Gib aus dem Textauszug über FICO Scores den Abschnitt wortgetreu wieder, der mit den Worten „FICO Scores waren“ beginnt und nach den Worten „verschiedenen Wegen erreichen.“ endet.

■ **Textauszug**:
● ● ●

Sie und ihre Modelle sahen und bewerteten nur die allgemeinen Merkmale von
Darlehenspools.
    Ein
Beispiel dafür war die Handhabung von FICO Scores. Diese FICO Scores - so
genannt, weil sie in den fünfziger Jahren des 20. Jahrhunderts von einem
Unternehmen namens Fair Isaac Corporation erfunden worden waren - maßen
vorgeblich die Kreditwürdigkeit einzelner Kreditnehmer. Der höchstmögliche
FICO-Wert war 850. Der niedrigste war 300. In den USA lag er im Mittel bei 723.
FICO Scores waren stark vereinfachend. Sie berücksichtigten zum Beispiel nicht das
Einkommen des Kreditnehmers. Außerdem konnten sie frisiert werden. Ein
potenzieller Kreditnehmer konnte seinen FICO-Wert erhöhen, indem er
Kreditkartenschulden machte und unmittelbar beglich. Ungeachtet dessen wurde
die Problematik der FICO Scores als solche von der Art und Weise in den
Schatten gestellt, wie sie von den Ratingagenturen missbraucht wurden. Moody's
und S&P baten die Darlehensbündler nicht um eine Liste der FICO Scores
aller Kreditnehmer, sondern um den durchschnittlichen FICO-Wert des ganzen
Pools. Um die Standards der Ratingagenturen zu erfüllen - um den Prozentsatz an
aus einem beliebigen Darlehenspool kreierten AAA-Anleihen zu maximieren -,
musste der durchschnittliche FICO-Wert der Kreditnehmer des Pools rund 615
betragen. Dieser Durchschnittswert ließ sich auf verschiedenen Wegen erreichen.
Und darin lag eine enorme Chance. Ein Darlehenspool, der sich aus Kreditnehmern
zusammensetzte, die alle einen FICO-Wert von 615 hatten, war lange keiner
solchen Verlustwahrscheinlichkeit ausgesetzt wie ein Pool, dessen Kreditnehmer
zur Hälfte FICO Scores von 550 und zur anderen Hälfte Werte von 680 aufwiesen.

● ● ●

■ **Aufgeführte Einträge**:
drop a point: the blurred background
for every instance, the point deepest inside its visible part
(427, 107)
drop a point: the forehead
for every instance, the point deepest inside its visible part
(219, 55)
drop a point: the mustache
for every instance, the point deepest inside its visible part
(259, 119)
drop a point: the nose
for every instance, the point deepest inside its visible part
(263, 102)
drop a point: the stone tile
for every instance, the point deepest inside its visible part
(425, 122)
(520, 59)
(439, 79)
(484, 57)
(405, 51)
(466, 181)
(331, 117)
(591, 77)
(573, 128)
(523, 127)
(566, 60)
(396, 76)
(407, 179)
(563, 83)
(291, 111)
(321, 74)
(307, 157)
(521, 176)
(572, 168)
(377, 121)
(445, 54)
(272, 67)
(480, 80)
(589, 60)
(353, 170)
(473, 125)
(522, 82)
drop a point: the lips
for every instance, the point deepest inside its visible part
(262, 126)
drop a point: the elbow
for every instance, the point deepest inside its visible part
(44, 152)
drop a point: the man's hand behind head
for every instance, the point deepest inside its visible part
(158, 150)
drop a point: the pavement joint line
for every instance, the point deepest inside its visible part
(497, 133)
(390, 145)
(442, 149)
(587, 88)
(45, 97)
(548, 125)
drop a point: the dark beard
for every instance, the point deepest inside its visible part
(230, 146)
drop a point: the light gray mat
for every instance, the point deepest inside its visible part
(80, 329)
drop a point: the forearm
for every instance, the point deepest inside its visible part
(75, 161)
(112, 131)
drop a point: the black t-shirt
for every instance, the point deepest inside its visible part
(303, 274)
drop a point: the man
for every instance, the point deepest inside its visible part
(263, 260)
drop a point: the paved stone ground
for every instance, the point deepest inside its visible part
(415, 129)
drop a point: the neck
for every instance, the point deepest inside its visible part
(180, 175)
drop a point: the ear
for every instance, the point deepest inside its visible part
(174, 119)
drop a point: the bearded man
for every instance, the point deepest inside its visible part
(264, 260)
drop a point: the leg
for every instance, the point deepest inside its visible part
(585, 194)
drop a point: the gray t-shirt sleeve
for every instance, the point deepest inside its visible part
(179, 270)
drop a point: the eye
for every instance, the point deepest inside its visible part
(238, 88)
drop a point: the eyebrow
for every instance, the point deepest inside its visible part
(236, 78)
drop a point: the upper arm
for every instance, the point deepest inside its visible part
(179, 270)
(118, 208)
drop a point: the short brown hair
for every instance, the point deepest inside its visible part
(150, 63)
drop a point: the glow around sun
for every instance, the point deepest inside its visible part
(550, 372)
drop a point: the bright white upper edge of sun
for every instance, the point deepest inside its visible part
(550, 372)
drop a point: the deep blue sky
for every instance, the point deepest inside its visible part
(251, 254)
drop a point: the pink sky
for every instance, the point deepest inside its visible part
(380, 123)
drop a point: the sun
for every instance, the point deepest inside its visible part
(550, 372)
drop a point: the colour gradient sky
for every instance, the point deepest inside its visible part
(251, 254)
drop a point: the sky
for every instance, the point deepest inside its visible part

● ● ●

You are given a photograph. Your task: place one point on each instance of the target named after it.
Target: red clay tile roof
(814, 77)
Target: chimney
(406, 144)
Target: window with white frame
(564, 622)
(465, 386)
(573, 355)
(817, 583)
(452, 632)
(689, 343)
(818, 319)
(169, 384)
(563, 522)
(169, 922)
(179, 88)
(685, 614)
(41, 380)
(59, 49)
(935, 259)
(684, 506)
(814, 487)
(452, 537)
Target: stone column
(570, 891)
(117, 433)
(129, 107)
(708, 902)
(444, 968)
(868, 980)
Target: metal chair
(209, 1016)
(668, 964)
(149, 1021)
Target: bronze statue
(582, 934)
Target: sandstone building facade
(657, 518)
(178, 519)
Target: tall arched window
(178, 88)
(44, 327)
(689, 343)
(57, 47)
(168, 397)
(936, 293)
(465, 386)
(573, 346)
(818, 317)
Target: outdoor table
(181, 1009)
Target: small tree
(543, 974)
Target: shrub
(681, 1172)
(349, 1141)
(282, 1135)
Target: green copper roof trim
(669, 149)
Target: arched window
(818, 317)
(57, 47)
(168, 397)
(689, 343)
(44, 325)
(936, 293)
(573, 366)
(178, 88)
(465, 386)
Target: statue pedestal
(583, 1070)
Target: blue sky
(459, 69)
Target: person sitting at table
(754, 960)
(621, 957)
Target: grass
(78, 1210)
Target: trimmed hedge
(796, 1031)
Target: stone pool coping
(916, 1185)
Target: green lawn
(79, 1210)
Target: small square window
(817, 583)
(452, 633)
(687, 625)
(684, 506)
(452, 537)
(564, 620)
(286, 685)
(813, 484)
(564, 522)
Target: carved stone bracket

● ● ●

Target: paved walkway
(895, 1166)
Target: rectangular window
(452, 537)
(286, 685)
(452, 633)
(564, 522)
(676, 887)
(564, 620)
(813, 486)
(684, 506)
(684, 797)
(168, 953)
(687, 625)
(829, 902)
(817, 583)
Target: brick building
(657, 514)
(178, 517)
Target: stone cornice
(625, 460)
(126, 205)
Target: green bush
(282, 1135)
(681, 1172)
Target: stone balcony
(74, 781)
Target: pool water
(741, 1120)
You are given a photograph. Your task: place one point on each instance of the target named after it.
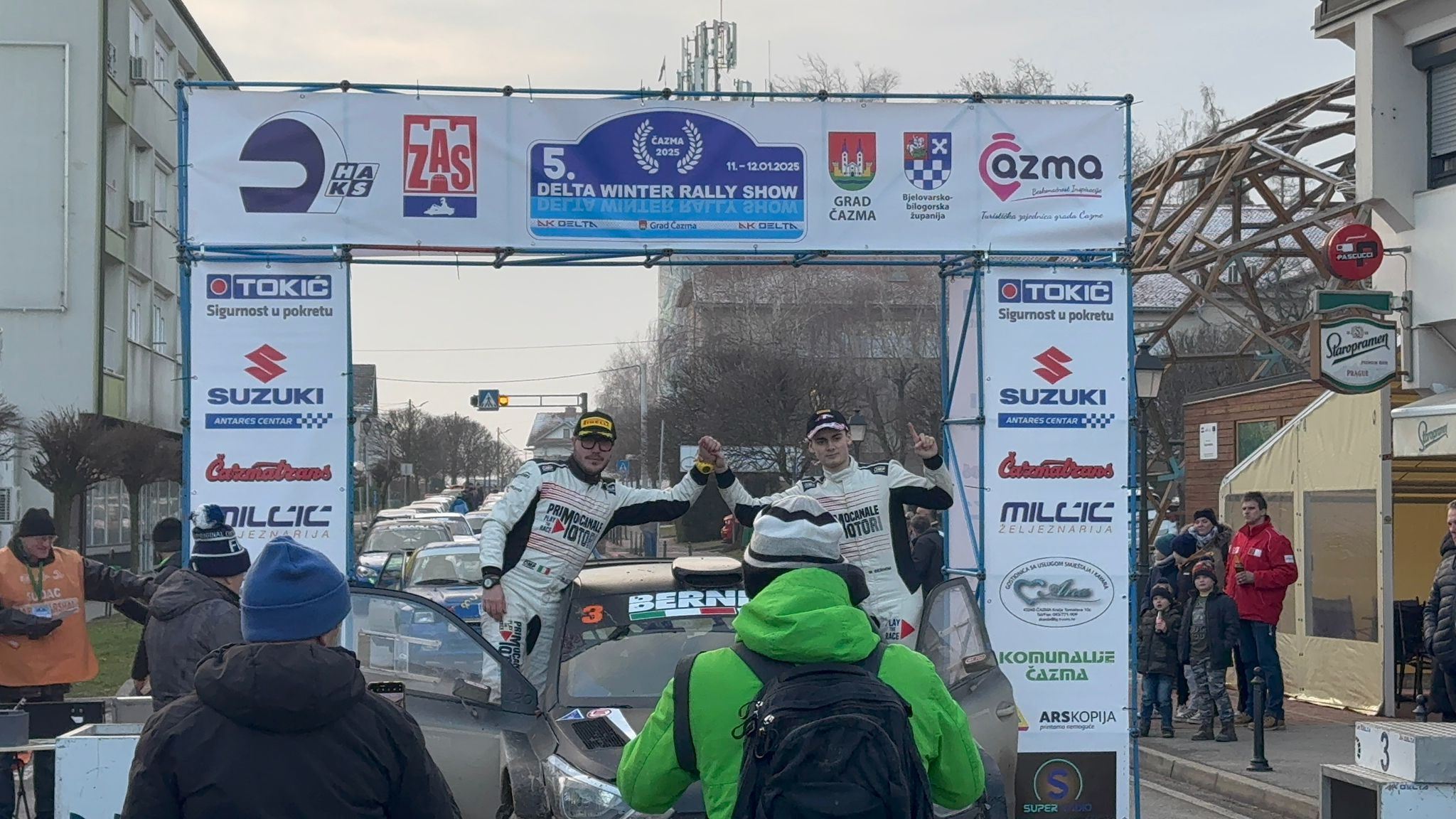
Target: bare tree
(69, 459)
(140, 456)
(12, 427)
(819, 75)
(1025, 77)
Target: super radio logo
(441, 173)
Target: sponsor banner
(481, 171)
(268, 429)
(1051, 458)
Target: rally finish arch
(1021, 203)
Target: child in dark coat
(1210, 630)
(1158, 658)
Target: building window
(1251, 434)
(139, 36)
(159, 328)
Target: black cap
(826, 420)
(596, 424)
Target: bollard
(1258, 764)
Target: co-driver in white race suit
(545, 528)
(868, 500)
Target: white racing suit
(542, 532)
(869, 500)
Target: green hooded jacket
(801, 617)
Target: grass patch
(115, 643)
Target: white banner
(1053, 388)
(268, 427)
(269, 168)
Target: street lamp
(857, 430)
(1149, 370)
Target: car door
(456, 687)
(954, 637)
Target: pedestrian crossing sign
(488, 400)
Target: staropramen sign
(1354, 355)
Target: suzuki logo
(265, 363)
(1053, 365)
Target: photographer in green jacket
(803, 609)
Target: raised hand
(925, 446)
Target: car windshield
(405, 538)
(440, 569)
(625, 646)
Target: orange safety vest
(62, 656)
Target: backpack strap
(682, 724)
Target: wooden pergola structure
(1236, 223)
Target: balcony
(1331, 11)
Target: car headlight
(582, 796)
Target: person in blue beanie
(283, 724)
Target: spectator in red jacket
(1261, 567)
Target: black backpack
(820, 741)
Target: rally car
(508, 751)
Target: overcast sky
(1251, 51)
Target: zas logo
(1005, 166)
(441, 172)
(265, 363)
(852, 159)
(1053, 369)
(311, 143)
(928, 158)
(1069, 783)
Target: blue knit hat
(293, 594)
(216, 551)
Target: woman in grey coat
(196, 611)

● ● ●

■ **Lösung**:
FICO Scores waren stark vereinfachend. Sie berücksichtigten zum Beispiel nicht das
Einkommen des Kreditnehmers. Außerdem konnten sie frisiert werden. Ein
potenzieller Kreditnehmer konnte seinen FICO-Wert erhöhen, indem er
Kreditkartenschulden machte und unmittelbar beglich. Ungeachtet dessen wurde
die Problematik der FICO Scores als solche von der Art und Weise in den
Schatten gestellt, wie sie von den Ratingagenturen missbraucht wurden. Moody's
und S&P baten die Darlehensbündler nicht um eine Liste der FICO Scores
aller Kreditnehmer, sondern um den durchschnittlichen FICO-Wert des ganzen
Pools. Um die Standards der Ratingagenturen zu erfüllen - um den Prozentsatz an
aus einem beliebigen Darlehenspool kreierten AAA-Anleihen zu maximieren -,
musste der durchschnittliche FICO-Wert der Kreditnehmer des Pools rund 615
betragen. Dieser Durchschnittswert ließ sich auf verschiedenen Wegen erreichen.